> **Fragment tekstu**:
········

Bardzo nam miło, gdy pamiętają o szkole byli uczniowie, a jeszcze milej, gdy przychodzą z darami. Biblioteka szkolna wzbogaciła się o książki, które przekazał do jej zbiorów Kacper Zwoliński, jeszcze parę lat temu uczący się w naszym liceum.
Wraz z grupą przyjaciół, którzy napisali teksty i je zilustrowali, wydał mądrą, ciekawą i zabawną książeczkę zatytułowaną Korona nie z bajki. Czyli o co chodzi z tą pandemią?
Czytając, możemy sobie przypomnieć początki pandemii i choć wydaje się, że było to dawno, trzeba o niej pamiętać, bo pandemia to nie fraszka i nie można jej między bajki włożyć, odesłać do lamusa historii, uznać za sprawę skończoną. Bardzo wszystkim dokuczyła, a żeby się nie powtórzyła w tragicznej dla wielu skali, warto przyswoić najważniejsze o niej informacje.

········

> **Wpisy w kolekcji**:
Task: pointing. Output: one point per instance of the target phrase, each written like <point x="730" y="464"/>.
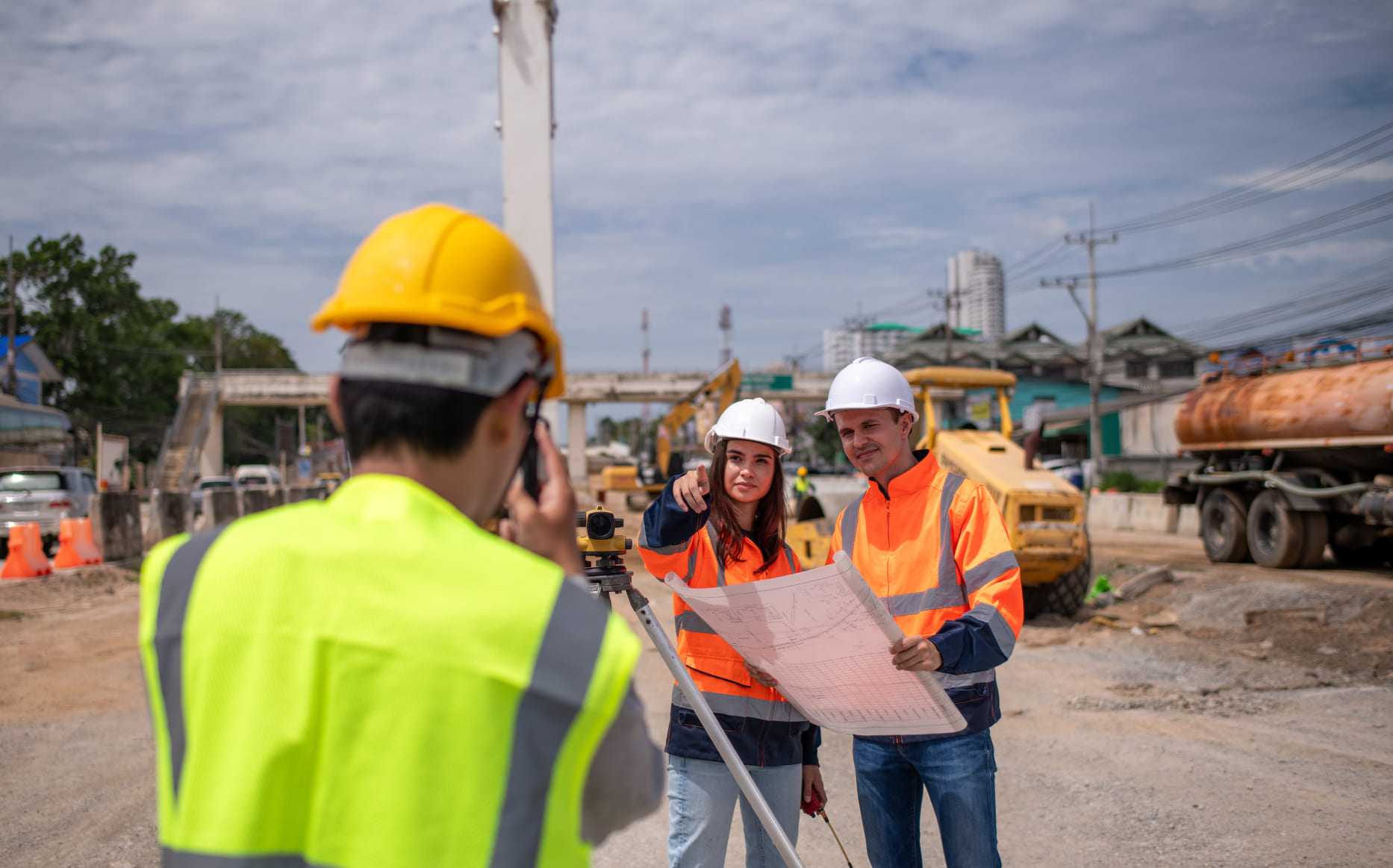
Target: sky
<point x="799" y="160"/>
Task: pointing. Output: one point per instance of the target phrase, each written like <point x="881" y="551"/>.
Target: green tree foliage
<point x="120" y="353"/>
<point x="249" y="432"/>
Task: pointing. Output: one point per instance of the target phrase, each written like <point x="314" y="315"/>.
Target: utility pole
<point x="218" y="339"/>
<point x="952" y="304"/>
<point x="9" y="358"/>
<point x="725" y="334"/>
<point x="1095" y="345"/>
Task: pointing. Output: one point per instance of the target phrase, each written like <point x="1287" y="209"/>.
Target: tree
<point x="120" y="353"/>
<point x="249" y="432"/>
<point x="110" y="343"/>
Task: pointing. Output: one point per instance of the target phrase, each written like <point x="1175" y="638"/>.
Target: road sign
<point x="767" y="382"/>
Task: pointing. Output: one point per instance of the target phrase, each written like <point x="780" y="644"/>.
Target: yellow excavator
<point x="1045" y="516"/>
<point x="717" y="392"/>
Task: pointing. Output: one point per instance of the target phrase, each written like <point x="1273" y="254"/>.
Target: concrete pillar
<point x="211" y="460"/>
<point x="172" y="513"/>
<point x="576" y="446"/>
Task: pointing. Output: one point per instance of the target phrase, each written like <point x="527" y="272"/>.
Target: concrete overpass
<point x="196" y="439"/>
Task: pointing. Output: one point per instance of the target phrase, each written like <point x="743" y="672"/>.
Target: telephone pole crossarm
<point x="1095" y="346"/>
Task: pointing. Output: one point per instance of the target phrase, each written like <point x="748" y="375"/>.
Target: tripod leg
<point x="717" y="736"/>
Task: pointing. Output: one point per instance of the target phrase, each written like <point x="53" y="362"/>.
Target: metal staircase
<point x="183" y="446"/>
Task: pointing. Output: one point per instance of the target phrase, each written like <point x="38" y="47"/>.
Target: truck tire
<point x="1224" y="525"/>
<point x="1317" y="535"/>
<point x="1277" y="533"/>
<point x="1065" y="596"/>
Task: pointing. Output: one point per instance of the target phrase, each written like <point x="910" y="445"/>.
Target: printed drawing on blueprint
<point x="825" y="637"/>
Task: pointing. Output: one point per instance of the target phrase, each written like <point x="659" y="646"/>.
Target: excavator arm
<point x="725" y="384"/>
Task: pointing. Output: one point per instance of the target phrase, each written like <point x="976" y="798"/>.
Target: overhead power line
<point x="1301" y="233"/>
<point x="1311" y="172"/>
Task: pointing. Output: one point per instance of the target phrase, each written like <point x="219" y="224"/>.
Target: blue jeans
<point x="701" y="805"/>
<point x="960" y="775"/>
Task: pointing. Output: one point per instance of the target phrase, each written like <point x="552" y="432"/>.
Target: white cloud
<point x="791" y="159"/>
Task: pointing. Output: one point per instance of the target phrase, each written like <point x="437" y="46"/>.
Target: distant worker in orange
<point x="932" y="545"/>
<point x="720" y="528"/>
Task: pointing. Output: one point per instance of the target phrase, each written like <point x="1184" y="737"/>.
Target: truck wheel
<point x="1063" y="596"/>
<point x="1317" y="534"/>
<point x="1224" y="524"/>
<point x="1277" y="533"/>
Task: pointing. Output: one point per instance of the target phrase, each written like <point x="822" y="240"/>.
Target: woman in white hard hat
<point x="719" y="528"/>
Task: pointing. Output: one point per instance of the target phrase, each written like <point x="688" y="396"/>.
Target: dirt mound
<point x="1221" y="704"/>
<point x="28" y="598"/>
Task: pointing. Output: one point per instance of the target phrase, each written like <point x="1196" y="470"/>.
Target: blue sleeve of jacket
<point x="811" y="740"/>
<point x="967" y="644"/>
<point x="667" y="524"/>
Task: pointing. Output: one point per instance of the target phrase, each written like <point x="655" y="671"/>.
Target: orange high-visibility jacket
<point x="936" y="552"/>
<point x="764" y="726"/>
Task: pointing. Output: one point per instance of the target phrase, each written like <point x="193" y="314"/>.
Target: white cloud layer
<point x="790" y="159"/>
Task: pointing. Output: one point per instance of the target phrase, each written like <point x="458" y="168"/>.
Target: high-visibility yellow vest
<point x="374" y="681"/>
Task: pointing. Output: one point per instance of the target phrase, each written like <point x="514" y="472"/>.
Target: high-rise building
<point x="978" y="292"/>
<point x="841" y="346"/>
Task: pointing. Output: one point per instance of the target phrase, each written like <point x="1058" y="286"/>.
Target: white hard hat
<point x="750" y="419"/>
<point x="867" y="384"/>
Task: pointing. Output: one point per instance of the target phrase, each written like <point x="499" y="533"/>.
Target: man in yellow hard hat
<point x="376" y="680"/>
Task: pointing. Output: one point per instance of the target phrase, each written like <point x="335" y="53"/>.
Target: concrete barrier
<point x="1130" y="512"/>
<point x="172" y="513"/>
<point x="220" y="506"/>
<point x="116" y="524"/>
<point x="261" y="498"/>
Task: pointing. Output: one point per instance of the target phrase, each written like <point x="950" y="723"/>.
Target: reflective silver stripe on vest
<point x="944" y="596"/>
<point x="849" y="522"/>
<point x="176" y="588"/>
<point x="989" y="570"/>
<point x="947" y="680"/>
<point x="561" y="679"/>
<point x="947" y="567"/>
<point x="690" y="622"/>
<point x="180" y="858"/>
<point x="743" y="707"/>
<point x="1002" y="631"/>
<point x="715" y="549"/>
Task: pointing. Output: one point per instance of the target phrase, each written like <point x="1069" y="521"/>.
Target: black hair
<point x="382" y="416"/>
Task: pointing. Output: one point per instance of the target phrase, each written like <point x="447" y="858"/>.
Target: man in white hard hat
<point x="934" y="548"/>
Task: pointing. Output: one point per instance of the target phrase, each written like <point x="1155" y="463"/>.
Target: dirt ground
<point x="1166" y="731"/>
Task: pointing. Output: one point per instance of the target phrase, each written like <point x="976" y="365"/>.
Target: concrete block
<point x="172" y="513"/>
<point x="220" y="506"/>
<point x="261" y="498"/>
<point x="1129" y="512"/>
<point x="116" y="524"/>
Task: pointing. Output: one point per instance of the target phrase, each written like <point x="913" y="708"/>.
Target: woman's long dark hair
<point x="768" y="530"/>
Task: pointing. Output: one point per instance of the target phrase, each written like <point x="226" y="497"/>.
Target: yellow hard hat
<point x="442" y="266"/>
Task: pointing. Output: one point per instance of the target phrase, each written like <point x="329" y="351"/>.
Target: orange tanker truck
<point x="1296" y="455"/>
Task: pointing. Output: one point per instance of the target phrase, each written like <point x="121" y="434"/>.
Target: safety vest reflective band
<point x="717" y="668"/>
<point x="318" y="704"/>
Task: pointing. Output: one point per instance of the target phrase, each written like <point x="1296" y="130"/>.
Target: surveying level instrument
<point x="603" y="549"/>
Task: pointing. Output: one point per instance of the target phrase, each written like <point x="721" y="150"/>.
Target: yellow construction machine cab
<point x="1045" y="516"/>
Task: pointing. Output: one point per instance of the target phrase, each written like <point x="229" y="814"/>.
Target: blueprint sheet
<point x="826" y="637"/>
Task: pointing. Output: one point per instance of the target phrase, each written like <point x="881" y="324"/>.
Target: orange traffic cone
<point x="69" y="545"/>
<point x="25" y="558"/>
<point x="87" y="546"/>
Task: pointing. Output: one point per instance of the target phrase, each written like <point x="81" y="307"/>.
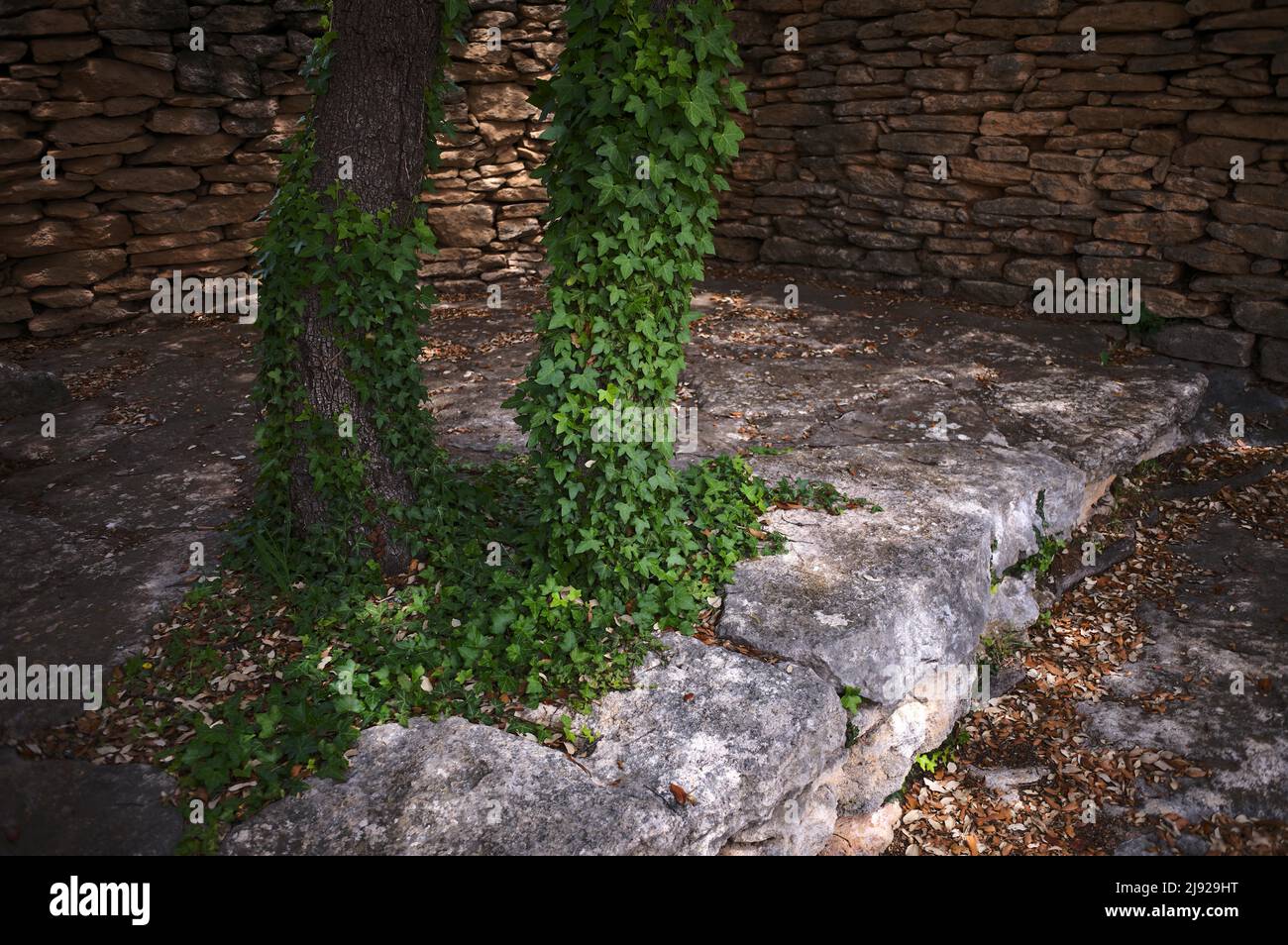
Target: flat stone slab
<point x="1236" y="622"/>
<point x="151" y="455"/>
<point x="742" y="740"/>
<point x="953" y="421"/>
<point x="76" y="808"/>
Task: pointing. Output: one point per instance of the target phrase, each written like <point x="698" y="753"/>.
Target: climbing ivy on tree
<point x="541" y="578"/>
<point x="349" y="471"/>
<point x="640" y="133"/>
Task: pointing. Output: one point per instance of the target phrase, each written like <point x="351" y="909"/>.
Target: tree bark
<point x="373" y="111"/>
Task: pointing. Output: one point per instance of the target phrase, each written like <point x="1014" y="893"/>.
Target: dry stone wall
<point x="1106" y="162"/>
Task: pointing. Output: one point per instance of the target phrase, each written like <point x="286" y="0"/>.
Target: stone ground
<point x="914" y="404"/>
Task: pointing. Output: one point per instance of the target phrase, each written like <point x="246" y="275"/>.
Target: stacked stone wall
<point x="952" y="149"/>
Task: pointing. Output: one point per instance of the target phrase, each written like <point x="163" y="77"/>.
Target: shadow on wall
<point x="923" y="146"/>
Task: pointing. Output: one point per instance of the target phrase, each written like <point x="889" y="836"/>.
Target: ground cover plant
<point x="376" y="579"/>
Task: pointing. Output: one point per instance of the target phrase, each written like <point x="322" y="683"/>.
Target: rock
<point x="1012" y="606"/>
<point x="14" y="308"/>
<point x="149" y="179"/>
<point x="207" y="211"/>
<point x="95" y="80"/>
<point x="94" y="130"/>
<point x="189" y="150"/>
<point x="463" y="224"/>
<point x="240" y="18"/>
<point x="1262" y="317"/>
<point x="64" y="48"/>
<point x="77" y="808"/>
<point x="1199" y="343"/>
<point x="1153" y="228"/>
<point x="59" y="236"/>
<point x="44" y="24"/>
<point x="78" y="267"/>
<point x="1273" y="360"/>
<point x="748" y="748"/>
<point x="184" y="121"/>
<point x="1273" y="128"/>
<point x="1127" y="17"/>
<point x="142" y="14"/>
<point x="500" y="102"/>
<point x="29" y="391"/>
<point x="866" y="834"/>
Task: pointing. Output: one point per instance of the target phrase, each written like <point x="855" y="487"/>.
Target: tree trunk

········

> **Treść polecenia**: Przepisz słowo w słowo część fragmentu tekstu, która zaczyna się od słów „Wraz z grupą” i biegnie dalej aż po słowa „z tą pandemią?”.

> **Miejsce na odpowiedź**:
Wraz z grupą przyjaciół, którzy napisali teksty i je zilustrowali, wydał mądrą, ciekawą i zabawną książeczkę zatytułowaną Korona nie z bajki. Czyli o co chodzi z tą pandemią?